REQUIRED TASK: Copy out the data below verbatim.

EXTRACTED RECORDS:

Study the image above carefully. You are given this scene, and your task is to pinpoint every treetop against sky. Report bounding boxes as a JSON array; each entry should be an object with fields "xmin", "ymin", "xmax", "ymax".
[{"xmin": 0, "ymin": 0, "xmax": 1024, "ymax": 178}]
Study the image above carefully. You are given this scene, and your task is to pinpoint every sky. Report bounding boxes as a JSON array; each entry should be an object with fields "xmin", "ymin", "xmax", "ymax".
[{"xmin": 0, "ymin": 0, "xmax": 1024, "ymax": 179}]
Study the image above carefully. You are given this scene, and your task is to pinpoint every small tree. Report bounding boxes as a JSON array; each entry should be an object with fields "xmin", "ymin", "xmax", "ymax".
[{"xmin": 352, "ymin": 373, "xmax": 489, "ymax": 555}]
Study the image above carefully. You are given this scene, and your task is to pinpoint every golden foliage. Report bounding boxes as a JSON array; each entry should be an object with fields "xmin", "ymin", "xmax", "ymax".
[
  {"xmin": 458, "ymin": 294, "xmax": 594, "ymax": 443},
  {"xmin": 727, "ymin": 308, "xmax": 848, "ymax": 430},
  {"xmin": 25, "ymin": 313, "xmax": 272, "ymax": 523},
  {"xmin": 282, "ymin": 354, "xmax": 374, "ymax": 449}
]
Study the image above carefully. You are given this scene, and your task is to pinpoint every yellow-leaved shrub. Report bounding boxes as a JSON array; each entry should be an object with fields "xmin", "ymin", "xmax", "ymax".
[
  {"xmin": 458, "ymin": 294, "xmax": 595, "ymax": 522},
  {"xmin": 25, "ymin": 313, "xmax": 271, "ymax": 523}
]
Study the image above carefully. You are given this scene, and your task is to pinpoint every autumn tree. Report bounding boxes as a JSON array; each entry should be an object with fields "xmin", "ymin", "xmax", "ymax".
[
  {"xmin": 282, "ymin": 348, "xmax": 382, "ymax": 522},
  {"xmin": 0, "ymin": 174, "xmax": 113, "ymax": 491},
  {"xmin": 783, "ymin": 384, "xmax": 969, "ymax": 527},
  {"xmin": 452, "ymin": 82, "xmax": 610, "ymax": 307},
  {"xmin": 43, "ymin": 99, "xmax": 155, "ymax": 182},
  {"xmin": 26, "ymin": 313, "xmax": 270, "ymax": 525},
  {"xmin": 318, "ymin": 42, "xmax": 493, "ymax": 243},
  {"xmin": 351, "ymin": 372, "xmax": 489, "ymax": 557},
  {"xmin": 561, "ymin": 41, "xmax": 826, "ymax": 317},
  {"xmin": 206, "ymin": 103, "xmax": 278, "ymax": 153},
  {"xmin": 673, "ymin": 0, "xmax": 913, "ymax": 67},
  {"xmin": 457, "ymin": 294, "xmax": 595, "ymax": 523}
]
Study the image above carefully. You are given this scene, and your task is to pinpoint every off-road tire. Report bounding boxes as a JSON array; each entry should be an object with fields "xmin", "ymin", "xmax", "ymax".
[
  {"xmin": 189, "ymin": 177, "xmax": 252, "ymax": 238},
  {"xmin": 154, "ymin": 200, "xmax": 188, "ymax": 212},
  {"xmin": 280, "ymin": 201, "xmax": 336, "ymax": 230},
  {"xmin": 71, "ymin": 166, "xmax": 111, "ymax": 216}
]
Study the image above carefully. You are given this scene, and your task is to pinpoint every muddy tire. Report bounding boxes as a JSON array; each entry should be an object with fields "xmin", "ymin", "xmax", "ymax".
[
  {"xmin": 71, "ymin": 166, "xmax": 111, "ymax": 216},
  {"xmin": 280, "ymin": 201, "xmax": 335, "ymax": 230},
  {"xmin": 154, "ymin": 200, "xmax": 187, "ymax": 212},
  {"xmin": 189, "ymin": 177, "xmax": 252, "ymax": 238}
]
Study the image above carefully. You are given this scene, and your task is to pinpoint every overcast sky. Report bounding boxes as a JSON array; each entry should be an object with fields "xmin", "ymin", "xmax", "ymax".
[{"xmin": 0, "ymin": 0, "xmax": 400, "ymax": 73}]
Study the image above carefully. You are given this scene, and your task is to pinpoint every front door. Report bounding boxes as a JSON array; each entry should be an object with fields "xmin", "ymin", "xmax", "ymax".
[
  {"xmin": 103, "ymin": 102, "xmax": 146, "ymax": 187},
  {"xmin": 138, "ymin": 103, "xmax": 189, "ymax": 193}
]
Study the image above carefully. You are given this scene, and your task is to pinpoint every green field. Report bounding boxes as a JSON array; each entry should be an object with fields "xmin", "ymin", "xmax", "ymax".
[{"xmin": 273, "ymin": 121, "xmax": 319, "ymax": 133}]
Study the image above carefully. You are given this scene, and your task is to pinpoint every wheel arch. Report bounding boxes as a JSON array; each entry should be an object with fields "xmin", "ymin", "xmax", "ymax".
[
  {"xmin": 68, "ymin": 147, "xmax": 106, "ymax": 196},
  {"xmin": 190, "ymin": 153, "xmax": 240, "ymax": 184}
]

TASK RESPONSE:
Study the image above carefully. You are given this scene, and your task is to pinpoint every treetop against sky. Report bounding boxes as a JSON array; each entry should be an object with fields "xmin", "ymin", "xmax", "ymax".
[{"xmin": 0, "ymin": 0, "xmax": 1024, "ymax": 178}]
Study the image above carefully. You are given this scene, and your task is to pinpoint every sky. Report bounding boxes as a JSON array; each entry should be an object with fields "xmin", "ymin", "xmax", "ymax".
[{"xmin": 0, "ymin": 0, "xmax": 1024, "ymax": 179}]
Study the image above carefully. You are given this scene, and your task is to pinpoint every small tree. Report bounding boxes as a JSON array; each entry should be an object with fields "xmin", "ymin", "xmax", "ymax".
[{"xmin": 352, "ymin": 373, "xmax": 489, "ymax": 555}]
Study the image above carefully. You are given this scene, and your task is to pinpoint every golden foliage. Report bounding boxes as a JSON array; each entry should be an object with fields "xmin", "ymin", "xmax", "ymax".
[
  {"xmin": 458, "ymin": 294, "xmax": 594, "ymax": 443},
  {"xmin": 727, "ymin": 308, "xmax": 848, "ymax": 430},
  {"xmin": 25, "ymin": 313, "xmax": 272, "ymax": 523},
  {"xmin": 282, "ymin": 354, "xmax": 374, "ymax": 449}
]
Study the image above carefully. You are given this scene, and your task is to pinpoint every yellow-leaved shrub. Report bounding boxes as a JSON array; each entry should be an object with fields "xmin", "ymin", "xmax", "ymax".
[
  {"xmin": 458, "ymin": 294, "xmax": 595, "ymax": 522},
  {"xmin": 25, "ymin": 313, "xmax": 271, "ymax": 523}
]
Study the image above carefully. You are given this scene, and your task is to pinpoint every autumn tree. Report bounding boxes as a JSON array; each entry should be an object with fields "xmin", "ymin", "xmax", "ymax".
[
  {"xmin": 282, "ymin": 348, "xmax": 382, "ymax": 522},
  {"xmin": 0, "ymin": 174, "xmax": 113, "ymax": 491},
  {"xmin": 783, "ymin": 384, "xmax": 969, "ymax": 527},
  {"xmin": 452, "ymin": 82, "xmax": 610, "ymax": 307},
  {"xmin": 43, "ymin": 99, "xmax": 155, "ymax": 182},
  {"xmin": 26, "ymin": 313, "xmax": 270, "ymax": 525},
  {"xmin": 318, "ymin": 42, "xmax": 493, "ymax": 243},
  {"xmin": 351, "ymin": 372, "xmax": 489, "ymax": 557},
  {"xmin": 561, "ymin": 41, "xmax": 826, "ymax": 317},
  {"xmin": 206, "ymin": 103, "xmax": 278, "ymax": 153},
  {"xmin": 673, "ymin": 0, "xmax": 913, "ymax": 67},
  {"xmin": 457, "ymin": 294, "xmax": 595, "ymax": 523}
]
Study the image above carefully. You are given this scene, and your task is to pinpoint every off-road tire. Report bounding boxes as a JSON array; each entry should be an object with fields "xmin", "ymin", "xmax", "ymax".
[
  {"xmin": 189, "ymin": 177, "xmax": 252, "ymax": 238},
  {"xmin": 154, "ymin": 200, "xmax": 188, "ymax": 212},
  {"xmin": 280, "ymin": 201, "xmax": 336, "ymax": 230},
  {"xmin": 71, "ymin": 166, "xmax": 111, "ymax": 216}
]
Study the image above carefully. You are given this scene, and your task is to pinpoint every muddy tire. Report bounding boxes as a JSON array; each entry should be an object with fields "xmin", "ymin", "xmax", "ymax".
[
  {"xmin": 71, "ymin": 166, "xmax": 111, "ymax": 216},
  {"xmin": 280, "ymin": 201, "xmax": 335, "ymax": 230},
  {"xmin": 154, "ymin": 200, "xmax": 187, "ymax": 212},
  {"xmin": 189, "ymin": 177, "xmax": 252, "ymax": 238}
]
Study the image above carefully. You are given this scene, and your task is to pinpoint every overcast sky. Report bounding boxes as a JSON array; each entry should be an object with fields "xmin", "ymin", "xmax", "ymax".
[{"xmin": 0, "ymin": 0, "xmax": 400, "ymax": 73}]
Study the image above carefully. You are given this scene, and your task is to pinpoint every front door. Report bounding boxes as a JSON array; each entry should be an object with fields "xmin", "ymin", "xmax", "ymax".
[
  {"xmin": 103, "ymin": 102, "xmax": 146, "ymax": 187},
  {"xmin": 138, "ymin": 103, "xmax": 189, "ymax": 193}
]
Study the image above carefully. You are given this scene, and your task is to pinpoint every green field. Report bounding boxes as a JSON array; each entry should be an object with fields "xmin", "ymin", "xmax", "ymax".
[{"xmin": 273, "ymin": 121, "xmax": 319, "ymax": 133}]
Study the image above carefully. You are given this scene, and your task is to pinpoint every wheel arch. Report bounding boxes as a JSON array; each entry should be an object with fields "xmin", "ymin", "xmax", "ymax".
[
  {"xmin": 68, "ymin": 147, "xmax": 106, "ymax": 196},
  {"xmin": 190, "ymin": 153, "xmax": 240, "ymax": 184}
]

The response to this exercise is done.